**EXTRACTED DATA**

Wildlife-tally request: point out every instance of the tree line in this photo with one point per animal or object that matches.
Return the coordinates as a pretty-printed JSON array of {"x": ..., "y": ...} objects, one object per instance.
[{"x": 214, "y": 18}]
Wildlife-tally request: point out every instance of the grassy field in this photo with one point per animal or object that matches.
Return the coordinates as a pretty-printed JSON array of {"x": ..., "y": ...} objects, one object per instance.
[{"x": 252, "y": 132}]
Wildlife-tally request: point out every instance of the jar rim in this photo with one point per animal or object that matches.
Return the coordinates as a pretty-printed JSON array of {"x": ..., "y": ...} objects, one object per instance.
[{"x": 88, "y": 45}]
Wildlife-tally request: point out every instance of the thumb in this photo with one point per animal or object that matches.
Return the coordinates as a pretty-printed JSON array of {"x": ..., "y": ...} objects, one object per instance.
--
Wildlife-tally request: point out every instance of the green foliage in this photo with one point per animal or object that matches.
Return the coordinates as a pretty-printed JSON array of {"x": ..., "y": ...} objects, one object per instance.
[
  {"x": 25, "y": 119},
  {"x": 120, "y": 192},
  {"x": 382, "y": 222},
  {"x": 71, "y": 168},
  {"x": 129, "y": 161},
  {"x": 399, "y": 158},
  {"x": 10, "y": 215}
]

**WHAT YOU HAVE TO DO**
Scan the data above for the string "that" and copy each line where it appears.

**OUTPUT OF THE TASK**
Wildlife-tally request: point out every instance of the tree line in this photo with one point per animal or object that matches.
Wildlife-tally request: point out every instance of the grassy field in this photo with one point per animal or object that matches.
Wildlife-tally request: point out every instance of the jar rim in this photo with one point per animal or object that matches.
Wildlife-tally request: point out every instance of the thumb in this photo with one point per animal or object that matches.
Wildlife-tally request: point out every instance of the green foliage in this photo with one point per animal or object that matches.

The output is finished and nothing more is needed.